===== Working data

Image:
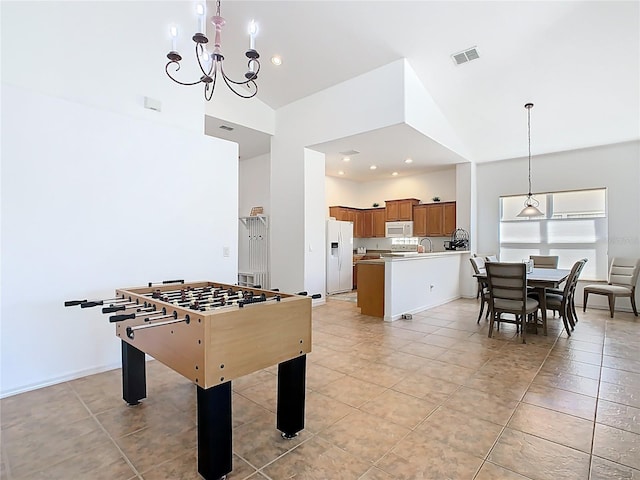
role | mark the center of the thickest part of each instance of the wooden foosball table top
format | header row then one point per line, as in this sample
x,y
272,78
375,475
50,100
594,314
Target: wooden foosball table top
x,y
214,346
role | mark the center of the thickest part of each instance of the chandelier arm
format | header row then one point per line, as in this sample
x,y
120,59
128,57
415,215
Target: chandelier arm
x,y
166,69
229,83
246,82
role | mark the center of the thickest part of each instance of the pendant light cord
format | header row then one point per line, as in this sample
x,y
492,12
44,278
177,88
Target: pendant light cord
x,y
528,106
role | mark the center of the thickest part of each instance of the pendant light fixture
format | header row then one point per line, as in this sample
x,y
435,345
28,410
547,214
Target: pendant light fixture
x,y
531,204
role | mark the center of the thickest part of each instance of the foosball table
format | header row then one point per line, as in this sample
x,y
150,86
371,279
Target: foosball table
x,y
212,333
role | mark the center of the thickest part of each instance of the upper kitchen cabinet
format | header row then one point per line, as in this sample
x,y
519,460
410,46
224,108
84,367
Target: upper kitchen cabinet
x,y
370,223
400,210
378,218
420,221
344,214
434,219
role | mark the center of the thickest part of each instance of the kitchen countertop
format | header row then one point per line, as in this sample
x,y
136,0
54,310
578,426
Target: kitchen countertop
x,y
395,257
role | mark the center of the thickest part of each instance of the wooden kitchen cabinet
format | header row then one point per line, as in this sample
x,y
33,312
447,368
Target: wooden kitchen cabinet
x,y
420,221
371,289
358,226
378,218
449,222
367,223
340,213
400,210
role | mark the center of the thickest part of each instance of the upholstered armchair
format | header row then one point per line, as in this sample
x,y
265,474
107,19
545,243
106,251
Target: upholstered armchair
x,y
623,276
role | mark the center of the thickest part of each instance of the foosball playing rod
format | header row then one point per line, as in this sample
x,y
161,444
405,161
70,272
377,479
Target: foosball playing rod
x,y
240,302
127,316
193,291
131,330
165,282
119,308
176,296
92,303
203,296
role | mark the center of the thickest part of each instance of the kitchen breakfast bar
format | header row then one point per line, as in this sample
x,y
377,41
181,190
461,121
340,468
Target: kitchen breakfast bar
x,y
401,284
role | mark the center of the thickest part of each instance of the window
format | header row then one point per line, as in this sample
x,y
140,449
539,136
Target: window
x,y
574,227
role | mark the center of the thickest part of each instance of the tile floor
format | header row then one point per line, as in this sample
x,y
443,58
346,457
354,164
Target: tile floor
x,y
427,398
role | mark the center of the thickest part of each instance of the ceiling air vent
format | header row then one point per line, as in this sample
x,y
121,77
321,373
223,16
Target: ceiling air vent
x,y
465,56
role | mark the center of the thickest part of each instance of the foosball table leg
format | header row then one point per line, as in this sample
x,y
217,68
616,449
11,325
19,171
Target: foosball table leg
x,y
291,396
215,443
134,381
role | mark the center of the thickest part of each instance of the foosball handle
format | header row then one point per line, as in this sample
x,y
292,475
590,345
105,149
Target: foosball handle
x,y
73,303
120,318
91,304
115,308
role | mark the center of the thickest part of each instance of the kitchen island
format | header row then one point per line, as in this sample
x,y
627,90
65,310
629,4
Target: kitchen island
x,y
400,284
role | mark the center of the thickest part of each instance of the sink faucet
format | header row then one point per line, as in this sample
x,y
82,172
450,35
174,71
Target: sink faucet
x,y
430,243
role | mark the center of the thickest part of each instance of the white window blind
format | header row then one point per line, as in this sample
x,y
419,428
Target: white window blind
x,y
574,227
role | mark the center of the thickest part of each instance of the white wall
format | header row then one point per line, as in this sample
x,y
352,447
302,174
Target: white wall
x,y
342,110
106,54
93,201
342,192
314,208
424,187
423,114
98,192
253,191
616,167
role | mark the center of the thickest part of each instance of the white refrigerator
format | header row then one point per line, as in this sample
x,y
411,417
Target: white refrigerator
x,y
339,256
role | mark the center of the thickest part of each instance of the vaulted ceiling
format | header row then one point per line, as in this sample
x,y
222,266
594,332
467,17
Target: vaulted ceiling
x,y
577,61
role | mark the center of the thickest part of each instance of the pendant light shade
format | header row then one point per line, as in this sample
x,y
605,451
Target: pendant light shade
x,y
531,204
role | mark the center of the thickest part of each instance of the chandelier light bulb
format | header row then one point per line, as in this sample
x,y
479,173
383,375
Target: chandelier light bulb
x,y
200,12
173,32
253,31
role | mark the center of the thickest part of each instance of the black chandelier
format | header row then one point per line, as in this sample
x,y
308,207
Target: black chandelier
x,y
211,63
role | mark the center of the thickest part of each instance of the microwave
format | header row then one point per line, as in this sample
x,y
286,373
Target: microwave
x,y
398,229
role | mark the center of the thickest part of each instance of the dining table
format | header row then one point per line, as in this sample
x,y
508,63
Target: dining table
x,y
539,279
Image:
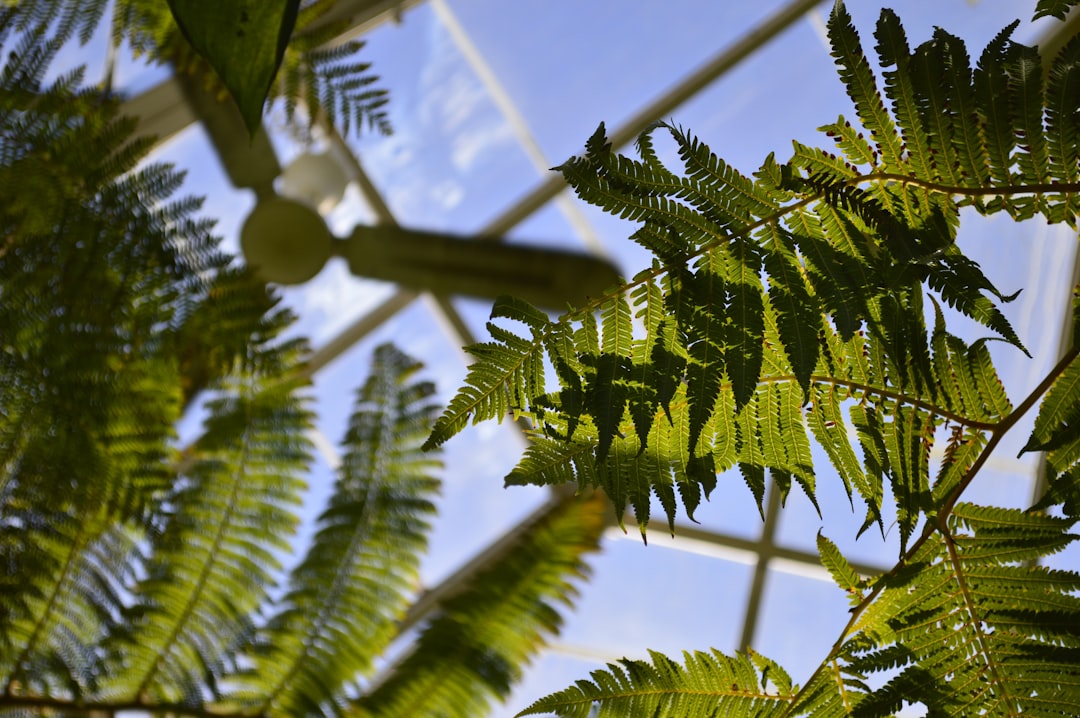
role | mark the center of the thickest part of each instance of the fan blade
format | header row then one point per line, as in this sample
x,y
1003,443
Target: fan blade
x,y
480,268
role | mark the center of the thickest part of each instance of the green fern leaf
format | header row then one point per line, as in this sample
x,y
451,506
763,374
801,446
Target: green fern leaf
x,y
1053,9
991,98
475,647
345,597
798,313
745,325
1063,132
212,565
709,683
998,614
1058,414
858,78
893,51
838,567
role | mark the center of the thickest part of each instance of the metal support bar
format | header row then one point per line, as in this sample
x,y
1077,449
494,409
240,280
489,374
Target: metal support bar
x,y
662,106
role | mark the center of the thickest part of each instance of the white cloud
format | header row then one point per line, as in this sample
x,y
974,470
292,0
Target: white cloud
x,y
473,143
448,193
336,298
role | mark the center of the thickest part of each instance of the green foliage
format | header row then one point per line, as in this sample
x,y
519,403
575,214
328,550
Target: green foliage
x,y
790,308
286,58
139,574
244,41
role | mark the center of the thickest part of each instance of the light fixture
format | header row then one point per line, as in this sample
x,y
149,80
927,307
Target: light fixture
x,y
286,241
316,179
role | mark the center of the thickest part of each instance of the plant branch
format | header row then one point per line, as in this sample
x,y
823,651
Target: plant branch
x,y
946,507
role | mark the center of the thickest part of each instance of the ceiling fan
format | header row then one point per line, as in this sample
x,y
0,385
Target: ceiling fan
x,y
286,240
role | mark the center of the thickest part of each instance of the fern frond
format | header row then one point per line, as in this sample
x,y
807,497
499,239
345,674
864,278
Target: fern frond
x,y
707,685
343,599
474,649
971,626
1053,9
212,563
809,279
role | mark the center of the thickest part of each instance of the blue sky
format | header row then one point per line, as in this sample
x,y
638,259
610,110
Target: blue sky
x,y
455,163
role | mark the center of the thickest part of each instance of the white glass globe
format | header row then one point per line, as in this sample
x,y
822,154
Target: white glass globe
x,y
316,179
285,241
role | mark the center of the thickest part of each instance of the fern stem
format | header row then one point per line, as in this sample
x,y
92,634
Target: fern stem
x,y
646,276
939,524
203,576
97,708
44,619
975,621
1002,429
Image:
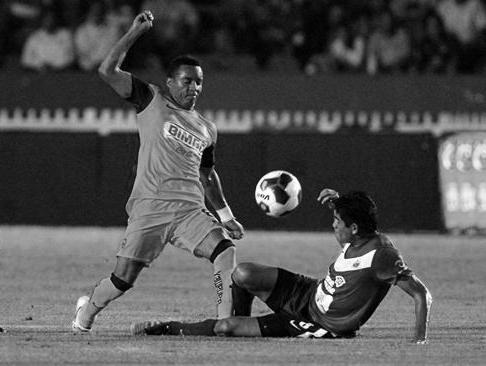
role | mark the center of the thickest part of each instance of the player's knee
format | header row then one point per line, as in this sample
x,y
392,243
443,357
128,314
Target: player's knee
x,y
243,274
226,327
225,250
119,283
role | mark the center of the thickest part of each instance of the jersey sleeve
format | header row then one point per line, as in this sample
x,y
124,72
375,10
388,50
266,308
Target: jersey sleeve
x,y
142,94
208,159
389,266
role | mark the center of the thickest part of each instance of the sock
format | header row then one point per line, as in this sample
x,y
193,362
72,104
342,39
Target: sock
x,y
242,300
103,293
223,267
206,327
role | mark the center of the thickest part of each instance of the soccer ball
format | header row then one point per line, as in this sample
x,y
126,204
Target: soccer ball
x,y
278,193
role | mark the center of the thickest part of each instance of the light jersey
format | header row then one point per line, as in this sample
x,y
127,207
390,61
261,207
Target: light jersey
x,y
355,285
172,144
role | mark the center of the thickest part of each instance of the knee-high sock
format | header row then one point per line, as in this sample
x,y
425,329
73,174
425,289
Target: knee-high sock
x,y
206,327
223,267
103,293
242,300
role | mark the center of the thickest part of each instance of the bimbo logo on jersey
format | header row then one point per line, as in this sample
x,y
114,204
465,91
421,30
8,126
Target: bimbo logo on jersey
x,y
182,135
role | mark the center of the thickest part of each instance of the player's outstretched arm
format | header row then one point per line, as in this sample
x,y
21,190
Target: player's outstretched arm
x,y
326,196
214,193
423,302
109,70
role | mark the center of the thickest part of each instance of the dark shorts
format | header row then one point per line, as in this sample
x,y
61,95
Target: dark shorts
x,y
289,300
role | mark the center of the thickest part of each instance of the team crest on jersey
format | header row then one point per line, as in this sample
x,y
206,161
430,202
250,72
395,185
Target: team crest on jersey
x,y
339,281
184,136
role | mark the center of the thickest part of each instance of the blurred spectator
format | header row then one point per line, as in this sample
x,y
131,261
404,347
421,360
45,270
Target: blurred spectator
x,y
20,17
266,30
95,37
50,47
465,20
389,46
316,20
174,29
431,47
347,50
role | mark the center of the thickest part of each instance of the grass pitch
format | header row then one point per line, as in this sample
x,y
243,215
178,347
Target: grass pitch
x,y
44,270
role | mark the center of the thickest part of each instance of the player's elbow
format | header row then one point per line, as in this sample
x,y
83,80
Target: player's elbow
x,y
104,73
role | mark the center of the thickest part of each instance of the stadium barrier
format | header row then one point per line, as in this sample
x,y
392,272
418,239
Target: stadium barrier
x,y
68,146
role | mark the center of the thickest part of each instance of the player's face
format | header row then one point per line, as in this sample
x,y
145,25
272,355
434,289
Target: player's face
x,y
342,232
186,85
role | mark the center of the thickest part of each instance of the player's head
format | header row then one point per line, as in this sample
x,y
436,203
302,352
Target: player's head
x,y
184,80
354,215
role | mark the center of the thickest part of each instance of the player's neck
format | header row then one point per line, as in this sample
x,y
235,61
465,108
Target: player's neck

==========

### Work instruction
Copy every line of the entries above in which "neck" occurs.

### Reply
role | mark the center of the thickest part of each instance of the player's neck
Target: player's neck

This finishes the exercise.